Records provided
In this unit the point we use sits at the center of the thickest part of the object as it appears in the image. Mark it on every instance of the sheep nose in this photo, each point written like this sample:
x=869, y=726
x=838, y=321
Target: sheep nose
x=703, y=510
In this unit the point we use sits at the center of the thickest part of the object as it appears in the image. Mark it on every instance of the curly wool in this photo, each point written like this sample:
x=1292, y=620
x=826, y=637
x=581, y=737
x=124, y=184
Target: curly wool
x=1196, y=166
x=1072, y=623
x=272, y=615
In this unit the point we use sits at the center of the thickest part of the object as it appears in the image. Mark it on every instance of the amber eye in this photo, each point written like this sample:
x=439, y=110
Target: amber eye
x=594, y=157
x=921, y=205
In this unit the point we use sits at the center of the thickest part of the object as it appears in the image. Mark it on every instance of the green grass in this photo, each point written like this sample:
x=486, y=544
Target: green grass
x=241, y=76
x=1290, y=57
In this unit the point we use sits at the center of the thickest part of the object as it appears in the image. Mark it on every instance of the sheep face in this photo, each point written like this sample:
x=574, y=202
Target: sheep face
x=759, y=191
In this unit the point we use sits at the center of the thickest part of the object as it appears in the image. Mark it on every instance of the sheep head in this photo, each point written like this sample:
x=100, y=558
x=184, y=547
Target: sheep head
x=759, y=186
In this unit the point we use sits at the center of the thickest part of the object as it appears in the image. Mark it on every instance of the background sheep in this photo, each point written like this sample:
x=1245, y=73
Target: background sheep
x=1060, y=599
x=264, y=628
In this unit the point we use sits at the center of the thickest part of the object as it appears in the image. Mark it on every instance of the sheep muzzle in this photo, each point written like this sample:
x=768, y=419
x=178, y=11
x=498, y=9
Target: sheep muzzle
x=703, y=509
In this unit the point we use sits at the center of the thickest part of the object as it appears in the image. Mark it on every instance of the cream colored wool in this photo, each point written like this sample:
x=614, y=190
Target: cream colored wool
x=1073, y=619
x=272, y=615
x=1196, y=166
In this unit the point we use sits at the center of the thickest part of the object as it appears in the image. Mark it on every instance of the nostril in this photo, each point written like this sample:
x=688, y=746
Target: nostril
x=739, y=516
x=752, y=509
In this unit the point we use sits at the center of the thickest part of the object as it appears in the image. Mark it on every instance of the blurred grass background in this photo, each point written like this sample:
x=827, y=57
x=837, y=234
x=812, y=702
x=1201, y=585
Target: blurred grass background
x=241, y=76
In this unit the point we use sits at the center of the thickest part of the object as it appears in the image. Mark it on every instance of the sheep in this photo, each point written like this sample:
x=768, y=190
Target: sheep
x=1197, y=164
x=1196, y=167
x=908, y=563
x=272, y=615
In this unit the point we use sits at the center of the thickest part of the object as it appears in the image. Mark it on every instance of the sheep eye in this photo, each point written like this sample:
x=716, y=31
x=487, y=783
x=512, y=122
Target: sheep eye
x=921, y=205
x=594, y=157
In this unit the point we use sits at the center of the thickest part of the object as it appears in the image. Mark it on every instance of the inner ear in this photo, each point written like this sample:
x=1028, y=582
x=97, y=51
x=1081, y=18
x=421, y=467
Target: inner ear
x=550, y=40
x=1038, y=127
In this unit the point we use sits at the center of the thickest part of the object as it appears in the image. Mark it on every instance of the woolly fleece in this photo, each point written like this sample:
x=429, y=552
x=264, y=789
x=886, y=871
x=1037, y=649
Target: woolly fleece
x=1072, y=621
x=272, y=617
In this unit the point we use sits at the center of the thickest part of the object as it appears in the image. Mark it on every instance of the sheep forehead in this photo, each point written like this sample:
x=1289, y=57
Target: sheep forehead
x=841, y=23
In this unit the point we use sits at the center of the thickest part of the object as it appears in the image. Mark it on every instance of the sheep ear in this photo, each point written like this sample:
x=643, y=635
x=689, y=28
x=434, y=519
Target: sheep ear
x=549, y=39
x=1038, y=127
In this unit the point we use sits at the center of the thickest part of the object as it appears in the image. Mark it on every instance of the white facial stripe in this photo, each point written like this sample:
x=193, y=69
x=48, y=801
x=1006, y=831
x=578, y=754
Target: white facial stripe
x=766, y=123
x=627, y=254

Prompt
Rewrite every one of the items above, swapping "thickest part" for "widest part" wherever it occurs and leaving everything else untouched.

Completed exercise
In this unit the point we use sits at the center of the widest part of the object as it appears in the image. Mark it on every instance of the sheep nose in this photo, each point written like this sample:
x=869, y=726
x=838, y=321
Target: sheep nose
x=703, y=510
In this unit the point we use sits at the center of the widest part of the object as it appears in the image. Mark it on every instance of the curly wool in this photo, each point written like this sample:
x=1292, y=620
x=826, y=637
x=581, y=737
x=124, y=184
Target: curly wool
x=1196, y=166
x=1072, y=623
x=272, y=615
In this unit the point we use sits at the center of the widest part of the object as it appears in the image. Mark it on every instance of the amber eye in this photo, each point written like this sample:
x=439, y=110
Target: amber eye
x=594, y=157
x=921, y=205
In this unit the point we use sits at the center of the widest part of the object as it appears in the image. Mark it on every instance of the green grass in this photo, each point written like this sample:
x=486, y=544
Target: green grass
x=241, y=76
x=1290, y=57
In this unit the point we use sits at the center of the widest part of the object as it appears in the image. Mark it on every instance of the sheep face in this photo, each point written like this sample:
x=574, y=202
Target: sheep face
x=759, y=191
In this unit the point we use sits at the center of the widest part of the object as it appears in the image. Mark it on every instance of the sheep head in this photo, each point written like this sample:
x=100, y=558
x=184, y=547
Target: sheep head
x=759, y=186
In this unit the point we use sits at the center of the widest part of the object as it appears in the image. Mark it on every instance of the background sheep in this photo, each point written like this sample:
x=1245, y=73
Target: background sheep
x=1060, y=599
x=264, y=628
In this unit the point we use sits at the center of the widest part of the object as it appears in the image. Mark it on every instance of the sheep muzzle in this photo, each point written like this sample:
x=768, y=419
x=178, y=11
x=498, y=9
Target: sheep muzzle
x=703, y=509
In this unit the point we use sits at the center of the widest part of the object as it appears in the image. Mark it on every instance of the cream colored wool in this photo, each point written like this sample:
x=614, y=190
Target: cream colored wool
x=1073, y=619
x=272, y=615
x=1196, y=166
In this unit the point we use sits at the center of the widest part of the object as it appears in the image. Mark it on every instance of the nostril in this photo, each point written like this sample:
x=688, y=746
Target: nostril
x=739, y=516
x=752, y=509
In this unit the point we use sits at the center of the widest part of the object as it appears in the image. Mark it on every instance of the blurred grass background in this photo, each point written like this sample:
x=827, y=57
x=837, y=234
x=812, y=702
x=1201, y=585
Target: blurred grass background
x=241, y=76
In this unit the point we use sits at the center of the widest part of the object as it appears in the image. Mark it on every instance of the sheep in this photo, each point written like this sample:
x=768, y=190
Target: sheep
x=1197, y=164
x=1196, y=167
x=908, y=563
x=272, y=615
In this unit the point we use sits at the center of the widest part of the object as it appears in the image. Mark it on every instance of the sheep eye in this photo, each point written like this sample:
x=716, y=31
x=487, y=783
x=512, y=122
Target: sheep eye
x=921, y=205
x=594, y=157
In this unit the point we use sits at the center of the widest part of the object as it appears in the image. Mark it on every instance of the inner ear in this photo, each point written like this sample:
x=1028, y=582
x=97, y=51
x=1081, y=18
x=421, y=467
Target: inner ear
x=550, y=40
x=1038, y=127
In this unit the point we use sits at the center of the widest part of the object as it appears in the image. Mark it on every instance of the woolly fleece in this photo, each point written like this sample:
x=429, y=552
x=264, y=789
x=886, y=871
x=1037, y=649
Target: woolly fleece
x=1072, y=621
x=272, y=617
In this unit the point we use sits at the center of the widest part of the object as it appears in the image. Mark it on every instance of the sheep forehead in this photo, each point written like this sample:
x=1289, y=57
Target: sheep forehead
x=841, y=23
In this unit the point we use sits at the center of the widest part of the object as it appears in the image. Mark it on every instance of the sheep ear in this photo, each point written like this sample:
x=643, y=635
x=689, y=28
x=434, y=519
Target: sheep ear
x=549, y=39
x=1038, y=127
In this unit the point we use sits at the center of the widest part of the object as it appears in the image. Mark it on every instance of the white facial stripe in this photo, each point written like this sample:
x=193, y=69
x=48, y=801
x=1006, y=831
x=578, y=754
Target: white facial stripe
x=766, y=123
x=627, y=254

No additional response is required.